[Dataset — start]

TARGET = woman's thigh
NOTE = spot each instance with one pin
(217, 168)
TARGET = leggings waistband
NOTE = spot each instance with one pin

[Dataset — finish]

— Assigned task —
Where does the word "TARGET" show up in the material? Copy out each line that has it.

— Solution to this exercise —
TARGET = woman's thigh
TARGET = leggings waistband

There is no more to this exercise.